● PASSAGE TO READ

◇ ◇ ◇ ◇ ◇

The evolution of classical music is categorized by distinctive periods. The Renaissance lasted roughly 200 years, from 1400 to 1600. The Baroque movement took place from 1600 to 1750, and the Romantics reigned from 1830 to 1900. Oh, and the 20th Century lasted, ah, through the 20th century.
In that spirit, at Musical Masterworks, the esteemed Old Lyme chamber music series, the Tessa Lark Era starts NOW.
Lark, 32, a world-renowned violinist, is the organization’s new artistic director, replacing Edward Arron, who retired last spring after 16 seasons.
The debut concerts of Lark’s inaugural campaign take place Saturday and Sunday in Old Lyme’s First Congregational Church, where she’ll be joined onstage by pianist Inon Barnatan, violist Ayane Kozasa and cellist Gabriel Cabezas.
The quartet will perform a diverse program including Paul Wiancko’s “American Haiku,” George Gershwin’s Prelude No. 2, the Earl Wild transcription of Gershwin’s “I’ve Got Rhythm,” Richard Strauss’s Four pieces for Piano Quartet, and Johannes Brahms’s Piano Quartet in G minor, Op. 25.
And opening the concert? Lark’s own “Jig and Pop,” a piece that will appear on her upcoming fourth album, “The Stradgrass Sessions,” due in March 2023.
A long friendship
Over the course of Arron’s tenure, Lark was a frequent Musical Masterworks guest artist who developed a rapport with Arron, the Masterworks board of directors and, just as importantly, the series’ loyal audience.
In an interview last year, Arron emphasized that his decision to leave was much easier once he’d approached Lark about being his successor and she accepted.
To further ease what in any case promised to be a smooth transition, Lark appeared on four of the five concerts of Arron’s final season — serving a sort of junior apprenticeship that extended beyond onstage performance and into the overall dynamics of the job profile.
“I loved Musical Masterworks over the 10 years I was lucky enough to perform until now, and I certainly don’t want to break what isn’t broken,” Lark says by phone in late September. She’s winding up a busy summer performance schedule wherein she left her Williamsburg apartment in Brooklyn last June for a series of concerts and didn’t get back till a few weeks ago.

◇ ◇ ◇ ◇ ◇

● DATA PROVIDED
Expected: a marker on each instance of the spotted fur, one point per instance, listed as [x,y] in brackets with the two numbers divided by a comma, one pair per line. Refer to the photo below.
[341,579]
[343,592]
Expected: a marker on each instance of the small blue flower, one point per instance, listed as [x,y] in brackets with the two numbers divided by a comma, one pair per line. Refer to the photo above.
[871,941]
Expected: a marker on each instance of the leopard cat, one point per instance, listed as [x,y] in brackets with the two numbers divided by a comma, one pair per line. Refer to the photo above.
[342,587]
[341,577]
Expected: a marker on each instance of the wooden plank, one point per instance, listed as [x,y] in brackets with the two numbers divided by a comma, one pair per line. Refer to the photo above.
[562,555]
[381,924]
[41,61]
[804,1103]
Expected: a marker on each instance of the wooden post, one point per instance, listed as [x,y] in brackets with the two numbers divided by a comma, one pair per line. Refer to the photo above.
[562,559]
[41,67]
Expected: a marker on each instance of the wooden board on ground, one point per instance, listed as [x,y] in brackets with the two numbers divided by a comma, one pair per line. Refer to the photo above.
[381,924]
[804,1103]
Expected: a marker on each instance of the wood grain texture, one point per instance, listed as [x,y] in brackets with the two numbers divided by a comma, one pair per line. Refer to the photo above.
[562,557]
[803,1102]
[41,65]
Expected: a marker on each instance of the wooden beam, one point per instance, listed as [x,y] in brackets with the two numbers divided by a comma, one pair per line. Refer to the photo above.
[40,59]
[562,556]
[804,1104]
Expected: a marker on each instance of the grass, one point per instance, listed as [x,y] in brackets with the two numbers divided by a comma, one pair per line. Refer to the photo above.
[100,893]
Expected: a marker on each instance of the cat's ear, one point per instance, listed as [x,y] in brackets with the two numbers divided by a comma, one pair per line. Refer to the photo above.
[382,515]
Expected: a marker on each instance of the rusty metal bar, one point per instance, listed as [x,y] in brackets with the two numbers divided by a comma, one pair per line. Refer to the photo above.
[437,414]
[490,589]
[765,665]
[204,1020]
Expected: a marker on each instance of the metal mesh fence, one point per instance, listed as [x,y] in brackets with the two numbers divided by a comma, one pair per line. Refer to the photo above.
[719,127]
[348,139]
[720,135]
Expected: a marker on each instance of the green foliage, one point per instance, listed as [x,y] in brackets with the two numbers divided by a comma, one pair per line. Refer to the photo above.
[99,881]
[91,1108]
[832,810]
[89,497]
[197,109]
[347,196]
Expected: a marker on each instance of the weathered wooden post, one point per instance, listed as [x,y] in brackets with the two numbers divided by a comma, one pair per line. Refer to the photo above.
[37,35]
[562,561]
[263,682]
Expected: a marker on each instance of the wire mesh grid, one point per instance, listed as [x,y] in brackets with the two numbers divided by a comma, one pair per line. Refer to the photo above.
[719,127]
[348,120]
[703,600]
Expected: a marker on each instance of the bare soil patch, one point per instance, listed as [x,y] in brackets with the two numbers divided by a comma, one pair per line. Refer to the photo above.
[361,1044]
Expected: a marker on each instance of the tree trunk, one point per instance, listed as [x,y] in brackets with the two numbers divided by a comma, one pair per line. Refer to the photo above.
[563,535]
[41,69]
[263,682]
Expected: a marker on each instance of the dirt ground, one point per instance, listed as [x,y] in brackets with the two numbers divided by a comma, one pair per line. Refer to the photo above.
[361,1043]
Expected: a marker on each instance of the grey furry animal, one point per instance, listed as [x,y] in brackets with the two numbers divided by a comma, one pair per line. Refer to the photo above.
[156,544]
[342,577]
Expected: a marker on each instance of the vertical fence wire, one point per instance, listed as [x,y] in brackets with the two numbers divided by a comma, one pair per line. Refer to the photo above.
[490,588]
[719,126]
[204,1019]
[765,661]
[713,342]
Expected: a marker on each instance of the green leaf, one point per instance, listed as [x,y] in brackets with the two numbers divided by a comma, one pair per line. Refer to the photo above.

◇ ◇ ◇ ◇ ◇

● WHAT THIS EXERCISE ASKS
1) According to the article about Musical Masterworks, whom did Tessa Lark replace as artistic director?
2) Carry on the article about Musical Masterworks, picking up right after its final sentence.

● REPLIES
1) Edward Arron

2)
“I have so much admiration for Ed and what he’s created, and I feel so much gratitude for him letting me be part of it,” Lark says. “But I also have my own artistic plans and musical colleagues, so I can’t help but incorporate some of that into Musical Masterworks. I’m excited by the possibilities.”
An appreciation for the aesthetic and personal possibilities in any given performance situation — with equal attention given to the musicians and the material — is something that delighted Lark about Arron’s approach at Musical Masterworks. Audiences in the experiential excellence of the First Congregational Church are close enough from any seat to observe the fun and interaction between musical comrades jointly finessing compositions they love.
Lark says, “I think maybe it was John Coltrane who said, ‘There are two kinds of music. The good kind and not.’ I want to convey to the audience that there will be musical diversity because it’s all music of the people.”
From bluegrass to classical
Lark should know. She grew up in Appalachian Kentucky in a musical household. Her father, a wildlife biologist, is also a fine bluegrass musician who introduced her to that style of music — a form she still loves. She says she’s known since childhood that she wanted to be a musician. Though she wanted to learn piano, there wasn’t one in the family household and a teacher suggested Lark start on violin.
“I must have been serious about it,” Lark told The Day last year, “because (my family) would take me to Cincinnati for private lessons. I grew up on bluegrass, but the lessons were geared toward classical, and that was fine. It was a very natural evolution for me.”
After graduating from the New England Conservatory and earning an artist diploma at the Juilliard School, Lark’s career took off. She tours the world and has won, among other things, the Borletti-Buitoni Trust Fellowship and an Avery Fisher Career Grant.
In July, Lark and her friend Sierra Hull, the virtuoso bluegrass musician, released a single called “Chasin’ Skies.” It’s a playful, spirited game of post-bluegrass tag wherein Lark’s fiddle pyrotechnics dart in and out of Hull’s similarly galloping mandolin figures. “Chasin’ Skies” is scheduled to appear on a Lark’s “The Stradgrass Sessions.” It follows three earlier Lark recordings: “Fantasy,” “Invention” and the Grammy-nominated “Sky” (Best Classical Instrumental Solo category).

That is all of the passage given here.